Start Text segment

# Pessoa and other "balance" training systems



## Canterklutz (Jul 20, 2012)

My vet actually gave me one of these to help my horse rehab from his back issues. I've used it for 2 weeks so far and have seen an amazing difference in the development in his back muscles and his poise. He went from being too weak and painful to hold a rider on his back to automatically holding himself round and strong enough to hold a rider again. 

The Balance training system is the same thing as the Pessoa except way cheaper. I think at Schneiders you can just buy the breeching system and pulleys if you already have a surcingle and caveson/bridle. I don't use the caveson and bit it came with since it is crap. The snaffle it comes with is longer on one side than the other so I just use my own bridle and bit. They can be either really helpful or really harmful depending on if they're used correctly or not. Having it too tight will make them painful and stuck behind the bit and having it too loose will cause it to bump against the horse. Have a second person help you adjust it so the whole apparatus is taut and even on both sides. This way I've never had a problem with it bumping my horse or not keeping my horse forward (well he was already forward to begin with). The instructions it comes with aren't really instructions but just pictures of the different levels you can set it on. I went on to Youtube and looked at some videos so I could figure it out.

End Text segment
Start Data extract

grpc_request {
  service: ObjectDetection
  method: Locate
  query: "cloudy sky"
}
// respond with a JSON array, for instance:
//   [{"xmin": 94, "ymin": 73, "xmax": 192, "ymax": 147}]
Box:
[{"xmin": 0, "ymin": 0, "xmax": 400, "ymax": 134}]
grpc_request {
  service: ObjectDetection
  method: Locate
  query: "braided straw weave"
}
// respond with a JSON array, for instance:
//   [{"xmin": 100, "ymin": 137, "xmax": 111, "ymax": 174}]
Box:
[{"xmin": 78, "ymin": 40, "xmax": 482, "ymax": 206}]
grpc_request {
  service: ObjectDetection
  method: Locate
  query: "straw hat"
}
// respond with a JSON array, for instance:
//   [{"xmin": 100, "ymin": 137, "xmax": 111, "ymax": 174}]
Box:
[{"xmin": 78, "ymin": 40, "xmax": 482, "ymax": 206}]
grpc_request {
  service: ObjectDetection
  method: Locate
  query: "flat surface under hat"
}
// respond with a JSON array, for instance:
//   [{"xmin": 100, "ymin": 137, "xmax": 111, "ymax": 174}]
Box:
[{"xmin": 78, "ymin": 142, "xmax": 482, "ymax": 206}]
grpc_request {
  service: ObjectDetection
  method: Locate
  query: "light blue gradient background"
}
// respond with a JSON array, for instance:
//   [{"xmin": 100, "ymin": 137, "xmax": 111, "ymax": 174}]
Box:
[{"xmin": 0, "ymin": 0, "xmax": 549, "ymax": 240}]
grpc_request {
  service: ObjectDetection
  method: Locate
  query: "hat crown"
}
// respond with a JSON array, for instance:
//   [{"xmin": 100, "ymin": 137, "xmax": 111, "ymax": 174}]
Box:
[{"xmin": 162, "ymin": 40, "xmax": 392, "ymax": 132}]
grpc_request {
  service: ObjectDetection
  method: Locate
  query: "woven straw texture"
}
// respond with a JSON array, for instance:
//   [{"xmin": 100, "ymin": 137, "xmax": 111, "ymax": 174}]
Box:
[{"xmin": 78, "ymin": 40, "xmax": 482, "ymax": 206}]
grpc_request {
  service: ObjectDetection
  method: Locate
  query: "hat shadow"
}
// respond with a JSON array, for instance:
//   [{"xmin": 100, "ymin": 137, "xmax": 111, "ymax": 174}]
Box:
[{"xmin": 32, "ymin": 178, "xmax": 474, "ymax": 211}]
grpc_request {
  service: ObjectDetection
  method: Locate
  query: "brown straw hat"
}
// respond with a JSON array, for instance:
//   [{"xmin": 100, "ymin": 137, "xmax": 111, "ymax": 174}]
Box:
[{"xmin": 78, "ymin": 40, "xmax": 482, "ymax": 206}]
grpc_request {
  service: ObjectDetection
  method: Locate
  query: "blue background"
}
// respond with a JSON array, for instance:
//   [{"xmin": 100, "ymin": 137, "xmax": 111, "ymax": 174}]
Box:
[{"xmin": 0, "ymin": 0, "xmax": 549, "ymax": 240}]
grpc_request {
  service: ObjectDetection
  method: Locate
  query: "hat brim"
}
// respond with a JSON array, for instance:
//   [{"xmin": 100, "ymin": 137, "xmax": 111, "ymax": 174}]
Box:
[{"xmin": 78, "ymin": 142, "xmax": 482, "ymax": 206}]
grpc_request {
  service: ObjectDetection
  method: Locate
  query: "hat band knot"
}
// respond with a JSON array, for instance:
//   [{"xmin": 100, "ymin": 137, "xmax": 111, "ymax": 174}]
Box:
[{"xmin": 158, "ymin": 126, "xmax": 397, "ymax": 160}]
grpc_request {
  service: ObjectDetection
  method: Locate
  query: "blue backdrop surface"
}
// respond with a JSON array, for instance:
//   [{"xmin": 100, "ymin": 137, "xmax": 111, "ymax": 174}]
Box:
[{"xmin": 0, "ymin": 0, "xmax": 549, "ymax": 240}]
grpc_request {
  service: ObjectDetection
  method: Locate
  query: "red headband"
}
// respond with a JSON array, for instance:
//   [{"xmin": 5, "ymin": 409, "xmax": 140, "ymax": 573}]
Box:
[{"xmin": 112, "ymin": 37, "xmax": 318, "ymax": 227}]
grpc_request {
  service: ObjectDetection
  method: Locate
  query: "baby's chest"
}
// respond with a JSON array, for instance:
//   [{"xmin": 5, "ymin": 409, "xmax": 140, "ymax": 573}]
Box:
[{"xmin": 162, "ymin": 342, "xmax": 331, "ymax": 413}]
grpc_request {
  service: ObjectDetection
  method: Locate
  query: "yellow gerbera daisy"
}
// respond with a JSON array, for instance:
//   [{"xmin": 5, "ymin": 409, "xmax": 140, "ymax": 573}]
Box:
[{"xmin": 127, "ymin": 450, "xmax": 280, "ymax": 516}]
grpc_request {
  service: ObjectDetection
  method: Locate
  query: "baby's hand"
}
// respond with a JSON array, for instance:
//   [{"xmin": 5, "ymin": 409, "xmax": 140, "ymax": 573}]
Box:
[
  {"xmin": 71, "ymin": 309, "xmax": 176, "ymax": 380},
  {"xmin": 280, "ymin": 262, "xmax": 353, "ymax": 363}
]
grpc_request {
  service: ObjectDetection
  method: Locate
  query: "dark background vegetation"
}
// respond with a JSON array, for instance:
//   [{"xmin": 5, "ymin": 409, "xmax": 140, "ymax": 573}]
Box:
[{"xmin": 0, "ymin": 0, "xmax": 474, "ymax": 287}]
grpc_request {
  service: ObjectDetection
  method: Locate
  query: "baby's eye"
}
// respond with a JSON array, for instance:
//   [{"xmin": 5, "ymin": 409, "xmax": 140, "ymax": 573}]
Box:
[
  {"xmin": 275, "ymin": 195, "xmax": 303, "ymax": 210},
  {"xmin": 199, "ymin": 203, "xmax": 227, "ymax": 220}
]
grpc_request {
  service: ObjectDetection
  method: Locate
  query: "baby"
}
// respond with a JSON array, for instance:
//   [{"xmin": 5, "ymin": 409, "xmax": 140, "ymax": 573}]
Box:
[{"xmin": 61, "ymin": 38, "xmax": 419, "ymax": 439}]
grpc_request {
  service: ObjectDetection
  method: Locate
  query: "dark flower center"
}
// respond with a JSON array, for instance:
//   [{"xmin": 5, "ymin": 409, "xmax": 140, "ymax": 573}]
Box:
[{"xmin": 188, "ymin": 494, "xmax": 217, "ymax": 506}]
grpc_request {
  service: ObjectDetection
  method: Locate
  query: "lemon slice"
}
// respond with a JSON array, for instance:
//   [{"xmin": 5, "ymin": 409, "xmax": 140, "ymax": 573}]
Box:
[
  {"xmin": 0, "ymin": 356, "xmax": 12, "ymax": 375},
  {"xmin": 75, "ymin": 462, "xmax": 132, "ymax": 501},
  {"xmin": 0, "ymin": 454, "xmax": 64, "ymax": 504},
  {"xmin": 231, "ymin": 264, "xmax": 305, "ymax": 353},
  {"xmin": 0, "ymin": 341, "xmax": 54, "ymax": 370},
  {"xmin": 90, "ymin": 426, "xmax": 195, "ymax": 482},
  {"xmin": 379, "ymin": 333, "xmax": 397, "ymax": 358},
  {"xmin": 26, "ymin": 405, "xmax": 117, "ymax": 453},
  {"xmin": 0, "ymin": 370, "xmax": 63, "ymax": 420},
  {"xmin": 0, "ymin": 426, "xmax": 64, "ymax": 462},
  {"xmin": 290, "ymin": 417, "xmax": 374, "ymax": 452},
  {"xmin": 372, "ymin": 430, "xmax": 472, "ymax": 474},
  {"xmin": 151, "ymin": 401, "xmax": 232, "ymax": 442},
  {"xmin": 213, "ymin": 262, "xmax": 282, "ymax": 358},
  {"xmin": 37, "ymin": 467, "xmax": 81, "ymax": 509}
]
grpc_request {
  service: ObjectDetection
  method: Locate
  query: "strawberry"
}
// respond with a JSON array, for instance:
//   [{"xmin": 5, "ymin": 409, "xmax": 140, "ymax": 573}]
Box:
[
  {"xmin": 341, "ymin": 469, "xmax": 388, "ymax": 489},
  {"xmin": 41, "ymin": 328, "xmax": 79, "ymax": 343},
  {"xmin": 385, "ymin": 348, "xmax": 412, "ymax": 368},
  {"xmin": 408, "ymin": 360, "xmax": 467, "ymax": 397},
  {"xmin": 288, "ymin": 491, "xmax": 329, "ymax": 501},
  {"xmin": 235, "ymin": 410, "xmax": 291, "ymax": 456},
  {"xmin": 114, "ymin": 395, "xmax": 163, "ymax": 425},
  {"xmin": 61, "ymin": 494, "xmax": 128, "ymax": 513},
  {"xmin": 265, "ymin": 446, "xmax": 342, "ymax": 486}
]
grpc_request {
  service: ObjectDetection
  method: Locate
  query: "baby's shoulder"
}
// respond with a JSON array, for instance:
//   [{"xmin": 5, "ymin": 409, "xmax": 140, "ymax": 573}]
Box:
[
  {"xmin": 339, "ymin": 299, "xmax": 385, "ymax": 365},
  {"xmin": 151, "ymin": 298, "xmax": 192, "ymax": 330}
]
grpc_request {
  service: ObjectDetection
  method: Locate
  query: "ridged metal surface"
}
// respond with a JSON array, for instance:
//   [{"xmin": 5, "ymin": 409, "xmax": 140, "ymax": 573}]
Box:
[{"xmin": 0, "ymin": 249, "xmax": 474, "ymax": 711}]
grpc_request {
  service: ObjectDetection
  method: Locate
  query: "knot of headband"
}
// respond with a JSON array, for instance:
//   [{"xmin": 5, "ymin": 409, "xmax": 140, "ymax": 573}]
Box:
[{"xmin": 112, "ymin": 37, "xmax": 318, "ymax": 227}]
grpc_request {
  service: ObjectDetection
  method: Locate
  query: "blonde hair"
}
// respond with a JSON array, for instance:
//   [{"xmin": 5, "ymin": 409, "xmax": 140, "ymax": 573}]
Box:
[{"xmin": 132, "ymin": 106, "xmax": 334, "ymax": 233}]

End Data extract

__Requirements__
a - In the forum post on balance training systems, for how long has the poster used the system so far?
b - Retype everything in the forum post on balance training systems from "My vet actually" down to "a rider again.".
c - List every piece of tack or equipment that the forum post on balance training systems names, apart from the training systems themselves.

__Worked solutions__
a - Two weeks.

b -
My vet actually gave me one of these to help my horse rehab from his back issues. I've used it for 2 weeks so far and have seen an amazing difference in the development in his back muscles and his poise. He went from being too weak and painful to hold a rider on his back to automatically holding himself round and strong enough to hold a rider again.

c - breeching system, pulleys, surcingle, caveson, bridle, bit, snaffle